**WRITTEN REQUEST A**
Please transcribe the part of the DTA passage starting with "It is a tool" and going on through "the Presidio Parkway.".
**WRITTEN REQUEST B**
In the DTA passage, which project is the San Francisco DTA Model currently being used to analyze?

For a more comprehensive and technical overview of DTA, see: "A Primer on Dynamic Traffic Assignment" published by the Transportation Research Board
It's a few things...
It's a San Francisco DTA Model!
It's a code base!
It's a research project!
We are trying to simultaneously develop an open-source code base to lower the barrier to entry to large-scale DTA modeling and reduce the amount a brute force effort necessary (its more fun to write code than hand-draw millions of lines), while researching how a large-scale DTA model works both by itself, and when integrated with an activity-based travel demand model....all while creating a working and calibrated DTA model of San Francisco County for us to use for the many projects here that want to use it!
About the name: we applied for a huge federal grant to do DTA here in San Francisco a while ago and got passed over. After crying a few days, we decided "Hey, we are going to do DTA Anyway!" and started working on it in our spare time/weekends. Soon afterwards, we actually won a separate federal grant (thanks, FHWA!) and were able to move forward with the project during daylight/weekday hours.
It is a tool that we can use to see what happens if we change various parts of a street network (i.e. update signal timing, make a street two-way, re-route a bus line), or what happens in the future when traffic shift based on development patterns.
Currently, the San Francisco DTA Model (we'll think up a snazzier name for it soon, we promise) is being used to analyze the Geary BRT project and was used to analyze the impact of ramp closures for the construction of the Presidio Parkway.
(AKA shouldn't you already be able to do that?)
The long-winded answer is below. The short answer is: we have a way, it is just icky and time-consuming.
There are two types of tools that we use to answer these types of questions now. They generally fall under the category of macroscopic and microscopic traffic models - incidentally, DTA is often described as a mesoscopic traffic model.
- macroscopic traffic models are generally used to answer the question where do the cars go? and is analyzed on a regional scale (i.e. the entire Bay Area)
- microscopic traffic models are generally used to answer the question if there are X vehicles who want to use street Y, how well does it work? and is generally the size of a few blocks.
There significant differences in what micro and macro models are good at. You can think of them like a road bike and a mountain bike, each good at a specific type of biking, but you probably don't want use a road bike on a mountain bike trail or visa versa. Here's the quick low-down:
Macroscopic Traffic Models:
Good For:
- Analyzing where cars travel on a regional scale Knows About:
- How people find the best route (shortest path)

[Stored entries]

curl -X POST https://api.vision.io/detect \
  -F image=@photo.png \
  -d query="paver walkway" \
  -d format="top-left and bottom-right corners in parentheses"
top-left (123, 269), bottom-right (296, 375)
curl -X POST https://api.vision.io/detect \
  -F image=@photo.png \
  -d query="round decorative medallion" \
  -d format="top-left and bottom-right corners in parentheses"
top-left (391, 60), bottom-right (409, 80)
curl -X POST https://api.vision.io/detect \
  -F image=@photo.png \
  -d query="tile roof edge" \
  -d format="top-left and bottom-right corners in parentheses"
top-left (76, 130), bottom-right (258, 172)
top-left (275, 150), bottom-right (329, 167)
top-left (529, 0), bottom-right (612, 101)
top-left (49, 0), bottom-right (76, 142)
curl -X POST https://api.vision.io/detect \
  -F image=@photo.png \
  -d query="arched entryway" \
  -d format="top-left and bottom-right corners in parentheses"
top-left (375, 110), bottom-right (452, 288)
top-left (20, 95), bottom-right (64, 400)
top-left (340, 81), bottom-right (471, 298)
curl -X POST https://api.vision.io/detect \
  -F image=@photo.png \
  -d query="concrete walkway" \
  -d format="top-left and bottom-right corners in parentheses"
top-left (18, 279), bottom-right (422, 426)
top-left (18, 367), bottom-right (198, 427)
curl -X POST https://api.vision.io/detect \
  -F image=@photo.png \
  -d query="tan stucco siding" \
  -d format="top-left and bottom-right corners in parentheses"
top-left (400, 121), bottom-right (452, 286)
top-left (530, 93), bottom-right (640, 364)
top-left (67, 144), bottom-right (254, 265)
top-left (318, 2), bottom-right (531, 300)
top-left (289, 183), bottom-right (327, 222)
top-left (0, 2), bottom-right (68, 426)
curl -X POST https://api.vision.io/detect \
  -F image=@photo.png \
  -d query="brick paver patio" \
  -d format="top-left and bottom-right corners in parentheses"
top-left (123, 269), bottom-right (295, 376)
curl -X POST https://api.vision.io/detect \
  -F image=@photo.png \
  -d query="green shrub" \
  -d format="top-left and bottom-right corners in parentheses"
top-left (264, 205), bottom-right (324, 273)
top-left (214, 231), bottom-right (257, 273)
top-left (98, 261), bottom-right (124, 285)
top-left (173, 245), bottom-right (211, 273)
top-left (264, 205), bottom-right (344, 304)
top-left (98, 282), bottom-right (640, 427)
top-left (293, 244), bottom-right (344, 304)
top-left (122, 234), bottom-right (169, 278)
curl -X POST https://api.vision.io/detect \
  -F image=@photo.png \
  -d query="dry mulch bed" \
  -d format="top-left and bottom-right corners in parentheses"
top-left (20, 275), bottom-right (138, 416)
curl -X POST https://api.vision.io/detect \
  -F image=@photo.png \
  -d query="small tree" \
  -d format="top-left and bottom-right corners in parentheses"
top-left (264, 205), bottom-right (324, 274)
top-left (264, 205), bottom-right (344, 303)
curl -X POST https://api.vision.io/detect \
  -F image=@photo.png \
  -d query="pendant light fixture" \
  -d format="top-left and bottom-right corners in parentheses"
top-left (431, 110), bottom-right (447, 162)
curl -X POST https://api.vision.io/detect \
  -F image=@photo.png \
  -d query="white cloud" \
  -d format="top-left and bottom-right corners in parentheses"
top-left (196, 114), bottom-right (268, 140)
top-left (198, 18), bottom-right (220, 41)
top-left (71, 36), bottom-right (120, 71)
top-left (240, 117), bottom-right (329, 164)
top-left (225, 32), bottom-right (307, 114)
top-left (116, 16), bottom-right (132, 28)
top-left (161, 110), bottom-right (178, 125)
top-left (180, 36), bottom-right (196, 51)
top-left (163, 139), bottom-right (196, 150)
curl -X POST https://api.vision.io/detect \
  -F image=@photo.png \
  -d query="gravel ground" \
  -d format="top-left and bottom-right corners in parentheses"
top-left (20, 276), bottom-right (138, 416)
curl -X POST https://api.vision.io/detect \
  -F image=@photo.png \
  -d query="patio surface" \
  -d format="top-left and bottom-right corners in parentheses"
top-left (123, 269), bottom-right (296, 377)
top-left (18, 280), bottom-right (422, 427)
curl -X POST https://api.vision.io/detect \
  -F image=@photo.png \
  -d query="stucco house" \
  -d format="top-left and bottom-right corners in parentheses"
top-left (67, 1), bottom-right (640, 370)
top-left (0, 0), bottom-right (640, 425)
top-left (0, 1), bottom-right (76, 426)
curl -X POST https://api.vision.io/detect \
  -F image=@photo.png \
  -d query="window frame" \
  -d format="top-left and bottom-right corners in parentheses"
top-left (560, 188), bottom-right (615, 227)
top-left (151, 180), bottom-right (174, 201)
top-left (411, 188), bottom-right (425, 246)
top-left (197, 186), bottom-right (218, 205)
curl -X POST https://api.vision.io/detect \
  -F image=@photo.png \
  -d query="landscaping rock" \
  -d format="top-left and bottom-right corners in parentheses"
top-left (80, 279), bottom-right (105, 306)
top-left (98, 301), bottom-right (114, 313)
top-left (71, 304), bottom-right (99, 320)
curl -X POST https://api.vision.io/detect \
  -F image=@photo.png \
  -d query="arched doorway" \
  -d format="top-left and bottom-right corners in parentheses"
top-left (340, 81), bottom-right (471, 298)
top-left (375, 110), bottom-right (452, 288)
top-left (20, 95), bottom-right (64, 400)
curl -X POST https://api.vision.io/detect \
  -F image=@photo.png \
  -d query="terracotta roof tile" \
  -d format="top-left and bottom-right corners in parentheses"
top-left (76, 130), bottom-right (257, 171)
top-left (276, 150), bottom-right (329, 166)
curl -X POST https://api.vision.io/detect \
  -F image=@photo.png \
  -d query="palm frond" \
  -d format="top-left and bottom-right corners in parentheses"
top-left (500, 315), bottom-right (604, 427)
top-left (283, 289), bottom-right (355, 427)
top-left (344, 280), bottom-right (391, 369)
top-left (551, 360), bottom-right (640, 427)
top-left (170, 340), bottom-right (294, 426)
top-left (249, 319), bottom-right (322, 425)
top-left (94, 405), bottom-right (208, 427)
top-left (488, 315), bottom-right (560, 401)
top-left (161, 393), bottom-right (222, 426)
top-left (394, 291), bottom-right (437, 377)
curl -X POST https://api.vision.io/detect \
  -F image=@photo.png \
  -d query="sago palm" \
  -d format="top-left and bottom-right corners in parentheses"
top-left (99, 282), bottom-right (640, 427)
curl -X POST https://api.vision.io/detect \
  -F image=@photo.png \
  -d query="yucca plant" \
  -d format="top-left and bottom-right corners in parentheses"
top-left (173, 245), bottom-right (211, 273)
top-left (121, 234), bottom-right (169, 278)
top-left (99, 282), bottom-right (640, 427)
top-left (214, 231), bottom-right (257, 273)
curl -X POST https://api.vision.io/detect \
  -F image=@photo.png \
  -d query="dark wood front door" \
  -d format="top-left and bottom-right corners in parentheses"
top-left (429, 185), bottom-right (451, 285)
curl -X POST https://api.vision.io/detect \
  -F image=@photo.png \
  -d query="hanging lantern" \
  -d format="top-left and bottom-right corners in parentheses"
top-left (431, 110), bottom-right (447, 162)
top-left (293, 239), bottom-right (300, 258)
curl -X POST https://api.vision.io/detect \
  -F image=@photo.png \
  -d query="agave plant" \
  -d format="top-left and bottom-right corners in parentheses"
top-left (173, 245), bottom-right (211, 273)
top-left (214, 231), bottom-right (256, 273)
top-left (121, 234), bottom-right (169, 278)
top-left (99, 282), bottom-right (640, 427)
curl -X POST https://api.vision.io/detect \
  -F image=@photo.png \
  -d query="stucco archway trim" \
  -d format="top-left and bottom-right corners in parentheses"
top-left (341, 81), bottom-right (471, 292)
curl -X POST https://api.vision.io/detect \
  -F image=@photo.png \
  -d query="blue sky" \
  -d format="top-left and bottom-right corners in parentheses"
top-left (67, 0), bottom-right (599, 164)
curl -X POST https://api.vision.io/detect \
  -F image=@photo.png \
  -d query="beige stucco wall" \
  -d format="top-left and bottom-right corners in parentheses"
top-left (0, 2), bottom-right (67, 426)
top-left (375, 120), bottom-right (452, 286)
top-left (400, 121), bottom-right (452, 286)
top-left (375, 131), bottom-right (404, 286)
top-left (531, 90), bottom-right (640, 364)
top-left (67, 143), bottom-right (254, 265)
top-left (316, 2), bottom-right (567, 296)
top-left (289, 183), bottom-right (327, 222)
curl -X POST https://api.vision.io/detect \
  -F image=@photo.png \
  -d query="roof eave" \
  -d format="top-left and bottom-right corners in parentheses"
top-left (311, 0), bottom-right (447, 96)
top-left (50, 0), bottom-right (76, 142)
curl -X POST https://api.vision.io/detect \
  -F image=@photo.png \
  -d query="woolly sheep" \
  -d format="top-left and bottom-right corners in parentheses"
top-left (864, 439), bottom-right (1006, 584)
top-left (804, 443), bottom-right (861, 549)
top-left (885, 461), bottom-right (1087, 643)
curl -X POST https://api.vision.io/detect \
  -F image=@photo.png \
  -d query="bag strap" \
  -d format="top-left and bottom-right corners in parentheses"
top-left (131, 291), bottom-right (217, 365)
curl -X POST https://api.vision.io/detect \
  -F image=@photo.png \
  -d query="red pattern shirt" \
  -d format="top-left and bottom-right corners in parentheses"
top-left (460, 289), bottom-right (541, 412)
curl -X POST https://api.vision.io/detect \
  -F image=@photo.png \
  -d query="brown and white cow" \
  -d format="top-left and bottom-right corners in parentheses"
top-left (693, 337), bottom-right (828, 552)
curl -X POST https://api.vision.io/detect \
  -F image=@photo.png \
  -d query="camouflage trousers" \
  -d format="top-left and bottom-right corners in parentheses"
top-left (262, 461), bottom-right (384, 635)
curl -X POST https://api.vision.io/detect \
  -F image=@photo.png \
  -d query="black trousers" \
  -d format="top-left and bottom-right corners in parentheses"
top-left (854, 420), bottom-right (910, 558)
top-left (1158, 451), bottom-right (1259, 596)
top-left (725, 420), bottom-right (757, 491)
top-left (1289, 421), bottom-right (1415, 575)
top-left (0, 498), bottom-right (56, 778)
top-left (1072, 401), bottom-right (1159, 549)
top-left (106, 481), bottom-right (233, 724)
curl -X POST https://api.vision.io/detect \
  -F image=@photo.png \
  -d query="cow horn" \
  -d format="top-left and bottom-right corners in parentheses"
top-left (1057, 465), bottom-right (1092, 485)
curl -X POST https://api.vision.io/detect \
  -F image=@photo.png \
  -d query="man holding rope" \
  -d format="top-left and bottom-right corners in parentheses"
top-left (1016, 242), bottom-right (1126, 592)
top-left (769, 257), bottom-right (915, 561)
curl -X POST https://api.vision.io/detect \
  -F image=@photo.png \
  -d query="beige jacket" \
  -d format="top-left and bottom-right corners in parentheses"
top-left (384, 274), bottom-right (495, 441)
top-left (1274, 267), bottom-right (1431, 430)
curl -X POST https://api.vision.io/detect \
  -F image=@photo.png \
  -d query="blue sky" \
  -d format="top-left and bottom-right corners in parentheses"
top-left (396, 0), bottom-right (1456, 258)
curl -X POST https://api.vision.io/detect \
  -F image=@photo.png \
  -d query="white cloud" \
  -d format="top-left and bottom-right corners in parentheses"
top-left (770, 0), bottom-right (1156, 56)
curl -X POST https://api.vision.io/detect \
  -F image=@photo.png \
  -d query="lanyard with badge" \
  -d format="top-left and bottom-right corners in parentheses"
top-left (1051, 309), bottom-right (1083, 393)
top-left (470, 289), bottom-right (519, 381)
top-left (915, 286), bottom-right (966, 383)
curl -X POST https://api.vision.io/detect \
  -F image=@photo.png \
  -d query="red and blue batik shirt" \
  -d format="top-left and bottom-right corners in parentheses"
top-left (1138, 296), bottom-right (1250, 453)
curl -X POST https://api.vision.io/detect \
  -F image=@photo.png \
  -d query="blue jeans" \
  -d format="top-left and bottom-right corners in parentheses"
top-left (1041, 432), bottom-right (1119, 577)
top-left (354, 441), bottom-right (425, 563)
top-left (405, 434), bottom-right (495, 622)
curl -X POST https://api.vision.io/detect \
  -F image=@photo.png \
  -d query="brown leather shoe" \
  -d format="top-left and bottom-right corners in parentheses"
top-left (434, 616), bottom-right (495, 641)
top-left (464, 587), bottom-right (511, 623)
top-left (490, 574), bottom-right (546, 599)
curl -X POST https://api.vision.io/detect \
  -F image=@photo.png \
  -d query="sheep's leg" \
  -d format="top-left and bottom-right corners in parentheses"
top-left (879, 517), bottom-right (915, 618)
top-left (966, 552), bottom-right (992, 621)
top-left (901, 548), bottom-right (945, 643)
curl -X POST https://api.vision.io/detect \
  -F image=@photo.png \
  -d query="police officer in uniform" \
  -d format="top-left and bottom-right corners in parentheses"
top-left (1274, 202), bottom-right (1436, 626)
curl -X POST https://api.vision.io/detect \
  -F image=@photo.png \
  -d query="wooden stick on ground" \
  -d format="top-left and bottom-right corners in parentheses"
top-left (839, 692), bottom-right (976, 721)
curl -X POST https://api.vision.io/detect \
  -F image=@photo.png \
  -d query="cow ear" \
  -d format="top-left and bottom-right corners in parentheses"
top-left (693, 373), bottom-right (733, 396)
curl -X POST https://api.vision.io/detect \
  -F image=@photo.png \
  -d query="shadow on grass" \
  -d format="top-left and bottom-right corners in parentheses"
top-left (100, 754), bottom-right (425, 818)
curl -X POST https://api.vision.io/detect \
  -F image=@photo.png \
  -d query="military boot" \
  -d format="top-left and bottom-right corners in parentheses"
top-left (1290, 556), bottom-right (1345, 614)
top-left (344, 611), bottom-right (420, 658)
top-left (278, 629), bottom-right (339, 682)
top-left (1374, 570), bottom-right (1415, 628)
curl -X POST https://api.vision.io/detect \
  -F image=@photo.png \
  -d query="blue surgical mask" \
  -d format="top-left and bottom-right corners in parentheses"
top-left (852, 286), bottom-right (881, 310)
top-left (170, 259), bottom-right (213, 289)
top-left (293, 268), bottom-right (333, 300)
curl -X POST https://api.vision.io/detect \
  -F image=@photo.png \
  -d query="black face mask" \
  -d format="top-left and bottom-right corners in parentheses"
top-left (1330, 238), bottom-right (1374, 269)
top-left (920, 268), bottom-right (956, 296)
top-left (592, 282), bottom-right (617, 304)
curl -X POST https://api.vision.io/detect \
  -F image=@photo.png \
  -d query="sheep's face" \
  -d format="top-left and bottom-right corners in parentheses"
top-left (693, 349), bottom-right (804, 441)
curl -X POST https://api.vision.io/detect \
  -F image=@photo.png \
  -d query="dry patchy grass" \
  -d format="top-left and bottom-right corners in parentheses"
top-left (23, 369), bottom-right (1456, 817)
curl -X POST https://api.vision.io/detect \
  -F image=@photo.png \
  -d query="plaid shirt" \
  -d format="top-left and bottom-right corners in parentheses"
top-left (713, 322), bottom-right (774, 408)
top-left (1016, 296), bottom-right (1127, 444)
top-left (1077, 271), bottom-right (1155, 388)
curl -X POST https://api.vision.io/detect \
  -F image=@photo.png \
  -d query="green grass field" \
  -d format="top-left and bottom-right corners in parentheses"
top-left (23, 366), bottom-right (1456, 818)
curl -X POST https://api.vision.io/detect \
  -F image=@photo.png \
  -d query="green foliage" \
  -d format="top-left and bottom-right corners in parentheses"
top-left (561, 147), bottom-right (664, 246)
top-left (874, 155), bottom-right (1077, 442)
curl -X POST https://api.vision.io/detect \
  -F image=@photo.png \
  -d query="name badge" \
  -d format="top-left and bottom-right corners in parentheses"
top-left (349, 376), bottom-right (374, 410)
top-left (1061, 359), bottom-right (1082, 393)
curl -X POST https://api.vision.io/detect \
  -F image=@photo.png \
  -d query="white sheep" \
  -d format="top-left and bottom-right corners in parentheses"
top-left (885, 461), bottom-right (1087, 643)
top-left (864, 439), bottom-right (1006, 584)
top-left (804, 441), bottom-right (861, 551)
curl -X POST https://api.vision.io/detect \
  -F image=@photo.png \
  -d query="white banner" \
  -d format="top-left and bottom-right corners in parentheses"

**PROBLEM SOLUTION A**
It is a tool that we can use to see what happens if we change various parts of a street network (i.e. update signal timing, make a street two-way, re-route a bus line), or what happens in the future when traffic shift based on development patterns.
Currently, the San Francisco DTA Model (we'll think up a snazzier name for it soon, we promise) is being used to analyze the Geary BRT project and was used to analyze the impact of ramp closures for the construction of the Presidio Parkway.

**PROBLEM SOLUTION B**
The Geary BRT project.